Written instruction
Exactly reproduce the lines beginning with the line that includes "Where can the dual" and ending with the last line of the data.

══ Available data ══

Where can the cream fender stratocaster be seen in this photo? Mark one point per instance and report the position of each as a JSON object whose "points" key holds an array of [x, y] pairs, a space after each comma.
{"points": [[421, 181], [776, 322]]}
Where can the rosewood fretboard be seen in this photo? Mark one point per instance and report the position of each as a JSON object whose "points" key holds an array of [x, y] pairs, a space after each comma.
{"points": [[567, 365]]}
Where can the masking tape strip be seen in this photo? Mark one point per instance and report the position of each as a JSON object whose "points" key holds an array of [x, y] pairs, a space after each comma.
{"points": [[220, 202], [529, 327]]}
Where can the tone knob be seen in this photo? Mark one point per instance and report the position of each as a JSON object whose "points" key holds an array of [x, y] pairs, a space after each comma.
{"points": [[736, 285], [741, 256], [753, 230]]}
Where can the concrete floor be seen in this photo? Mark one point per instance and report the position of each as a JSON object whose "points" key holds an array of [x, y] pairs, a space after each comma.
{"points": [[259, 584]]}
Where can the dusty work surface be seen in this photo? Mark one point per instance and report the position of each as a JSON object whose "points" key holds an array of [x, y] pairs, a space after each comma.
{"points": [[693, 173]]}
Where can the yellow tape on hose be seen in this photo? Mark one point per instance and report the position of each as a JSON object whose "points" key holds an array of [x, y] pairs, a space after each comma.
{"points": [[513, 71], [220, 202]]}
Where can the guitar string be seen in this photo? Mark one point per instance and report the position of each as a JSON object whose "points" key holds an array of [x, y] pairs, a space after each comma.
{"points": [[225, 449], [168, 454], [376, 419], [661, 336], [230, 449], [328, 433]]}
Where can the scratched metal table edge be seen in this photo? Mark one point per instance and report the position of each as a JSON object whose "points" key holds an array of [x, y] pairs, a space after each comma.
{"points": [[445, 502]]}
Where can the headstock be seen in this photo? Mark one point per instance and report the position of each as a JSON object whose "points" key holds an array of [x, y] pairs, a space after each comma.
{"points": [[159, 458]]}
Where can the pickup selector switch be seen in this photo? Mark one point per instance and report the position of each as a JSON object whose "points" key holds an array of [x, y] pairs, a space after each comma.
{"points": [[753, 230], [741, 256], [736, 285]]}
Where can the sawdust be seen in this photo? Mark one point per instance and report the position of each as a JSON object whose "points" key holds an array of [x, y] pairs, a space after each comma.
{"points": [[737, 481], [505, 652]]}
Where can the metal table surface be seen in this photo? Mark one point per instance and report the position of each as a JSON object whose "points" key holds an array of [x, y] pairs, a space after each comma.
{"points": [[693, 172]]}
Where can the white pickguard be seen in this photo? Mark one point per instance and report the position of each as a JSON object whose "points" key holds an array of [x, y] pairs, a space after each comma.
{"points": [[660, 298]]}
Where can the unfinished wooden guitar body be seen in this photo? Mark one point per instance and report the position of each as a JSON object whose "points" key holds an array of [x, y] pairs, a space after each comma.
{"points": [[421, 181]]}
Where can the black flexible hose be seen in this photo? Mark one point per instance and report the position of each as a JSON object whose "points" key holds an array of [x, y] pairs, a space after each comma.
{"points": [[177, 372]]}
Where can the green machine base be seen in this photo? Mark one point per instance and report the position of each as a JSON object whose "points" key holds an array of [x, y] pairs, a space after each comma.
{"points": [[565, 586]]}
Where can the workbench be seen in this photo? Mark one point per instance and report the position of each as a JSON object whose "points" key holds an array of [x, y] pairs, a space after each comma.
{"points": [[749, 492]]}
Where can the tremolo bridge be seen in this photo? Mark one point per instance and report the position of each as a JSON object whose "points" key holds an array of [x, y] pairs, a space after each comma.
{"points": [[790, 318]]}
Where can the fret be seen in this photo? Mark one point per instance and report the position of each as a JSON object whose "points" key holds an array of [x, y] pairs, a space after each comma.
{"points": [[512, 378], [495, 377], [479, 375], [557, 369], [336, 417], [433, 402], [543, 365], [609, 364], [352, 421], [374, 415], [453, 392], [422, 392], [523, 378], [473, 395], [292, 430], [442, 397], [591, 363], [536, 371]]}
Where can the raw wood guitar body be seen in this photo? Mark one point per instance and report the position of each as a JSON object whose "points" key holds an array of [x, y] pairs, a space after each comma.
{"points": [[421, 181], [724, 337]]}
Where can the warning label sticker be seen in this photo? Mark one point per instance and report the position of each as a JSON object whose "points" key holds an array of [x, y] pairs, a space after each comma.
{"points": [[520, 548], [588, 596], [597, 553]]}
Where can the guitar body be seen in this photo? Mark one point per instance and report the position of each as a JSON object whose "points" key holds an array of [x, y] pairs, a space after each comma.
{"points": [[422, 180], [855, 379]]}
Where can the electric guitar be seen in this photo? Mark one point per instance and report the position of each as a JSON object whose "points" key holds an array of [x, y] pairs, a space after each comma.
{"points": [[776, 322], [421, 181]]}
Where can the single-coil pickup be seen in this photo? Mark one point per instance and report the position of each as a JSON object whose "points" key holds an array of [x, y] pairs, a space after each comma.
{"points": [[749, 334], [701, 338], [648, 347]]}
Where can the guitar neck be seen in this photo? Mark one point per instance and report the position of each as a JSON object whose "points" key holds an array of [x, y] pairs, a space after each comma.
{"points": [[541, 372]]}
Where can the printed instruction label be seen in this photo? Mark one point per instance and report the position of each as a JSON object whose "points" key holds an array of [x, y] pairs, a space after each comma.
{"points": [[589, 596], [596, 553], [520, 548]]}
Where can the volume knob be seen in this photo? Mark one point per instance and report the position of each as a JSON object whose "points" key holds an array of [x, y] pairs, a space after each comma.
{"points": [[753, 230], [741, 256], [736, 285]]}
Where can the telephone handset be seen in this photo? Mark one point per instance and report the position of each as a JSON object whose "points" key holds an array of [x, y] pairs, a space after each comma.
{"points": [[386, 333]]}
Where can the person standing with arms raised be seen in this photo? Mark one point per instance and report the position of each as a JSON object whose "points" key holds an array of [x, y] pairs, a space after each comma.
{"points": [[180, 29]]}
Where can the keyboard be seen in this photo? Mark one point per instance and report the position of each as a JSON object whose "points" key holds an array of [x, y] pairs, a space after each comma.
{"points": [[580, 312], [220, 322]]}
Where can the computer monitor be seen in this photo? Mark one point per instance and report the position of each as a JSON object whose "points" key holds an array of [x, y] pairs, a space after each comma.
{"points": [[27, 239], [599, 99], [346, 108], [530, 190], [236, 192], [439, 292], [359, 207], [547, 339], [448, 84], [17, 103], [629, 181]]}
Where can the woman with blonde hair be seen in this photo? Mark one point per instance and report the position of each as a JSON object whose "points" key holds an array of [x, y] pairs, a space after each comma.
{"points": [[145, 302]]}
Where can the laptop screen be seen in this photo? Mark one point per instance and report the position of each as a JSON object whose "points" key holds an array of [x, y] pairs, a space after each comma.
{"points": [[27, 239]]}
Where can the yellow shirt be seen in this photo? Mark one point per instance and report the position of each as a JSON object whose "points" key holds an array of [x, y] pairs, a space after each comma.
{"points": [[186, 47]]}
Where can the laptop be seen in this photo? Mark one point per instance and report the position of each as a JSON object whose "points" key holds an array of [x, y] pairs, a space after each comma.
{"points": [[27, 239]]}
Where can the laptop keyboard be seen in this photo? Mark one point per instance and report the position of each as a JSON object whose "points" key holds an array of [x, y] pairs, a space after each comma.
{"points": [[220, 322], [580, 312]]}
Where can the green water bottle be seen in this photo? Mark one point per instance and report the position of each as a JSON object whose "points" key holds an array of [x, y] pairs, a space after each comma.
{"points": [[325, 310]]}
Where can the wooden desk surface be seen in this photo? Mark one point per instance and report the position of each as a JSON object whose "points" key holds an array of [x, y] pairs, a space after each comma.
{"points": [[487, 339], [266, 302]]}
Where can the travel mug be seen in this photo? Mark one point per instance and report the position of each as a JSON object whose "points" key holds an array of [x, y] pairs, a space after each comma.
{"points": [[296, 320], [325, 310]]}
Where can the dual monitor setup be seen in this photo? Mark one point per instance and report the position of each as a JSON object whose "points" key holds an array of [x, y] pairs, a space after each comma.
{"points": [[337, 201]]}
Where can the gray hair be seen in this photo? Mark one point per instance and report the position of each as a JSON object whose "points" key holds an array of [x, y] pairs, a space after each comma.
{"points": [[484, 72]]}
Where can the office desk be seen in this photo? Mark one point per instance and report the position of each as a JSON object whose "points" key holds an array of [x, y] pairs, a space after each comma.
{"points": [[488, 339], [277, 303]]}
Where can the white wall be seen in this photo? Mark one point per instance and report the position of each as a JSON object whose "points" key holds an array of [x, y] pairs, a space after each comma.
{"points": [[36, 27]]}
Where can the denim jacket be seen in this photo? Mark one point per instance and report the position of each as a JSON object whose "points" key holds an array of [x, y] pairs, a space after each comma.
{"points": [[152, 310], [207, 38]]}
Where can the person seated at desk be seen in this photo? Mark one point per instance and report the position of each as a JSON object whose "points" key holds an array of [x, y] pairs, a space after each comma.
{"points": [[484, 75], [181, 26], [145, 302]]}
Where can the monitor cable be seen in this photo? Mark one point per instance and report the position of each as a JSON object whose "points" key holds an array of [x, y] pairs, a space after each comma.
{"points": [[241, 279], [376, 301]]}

═══

Finished task
Where can the dual monitor setup be seen in this photo? Mark one point per instance and report the position of each as a JSON object whose "points" key holds an array of [x, y] pairs, a space after each comma.
{"points": [[337, 201]]}
Where can the gray hair be seen in this photo? Mark one point per instance and report the position of each as a JSON object whose "points" key holds an array of [x, y] pairs, a space after each comma.
{"points": [[484, 72]]}
Where can the office desk be seen in this photo? Mark one point per instance and report the position of each as a JSON object whose "points" key holds an array of [x, y] pairs, a space after each comma.
{"points": [[488, 339], [277, 303]]}
Where can the white wall be seen in this photo? Mark one point per instance and report the position of each as a JSON object whose "points" key holds an array of [x, y] pairs, a space after each comma.
{"points": [[36, 27]]}
Where can the denim jacket be seen in this photo? Mark one point per instance and report the position of each as a JSON object whose "points" key holds an array of [x, y] pairs, a space after each comma.
{"points": [[152, 310], [207, 38]]}
Where can the person seated at desk be seen in this photo? Mark one point per instance and report the position of each as a JSON object whose "points" key holds an array of [x, y] pairs, a space after each comma.
{"points": [[484, 75], [181, 26], [145, 302]]}
Where can the monitor cable be seen in this photo? Mark one point per instance and report the position of each as a JSON object whose "points" key holds an array of [x, y] pairs, a space after each comma.
{"points": [[241, 279], [376, 301]]}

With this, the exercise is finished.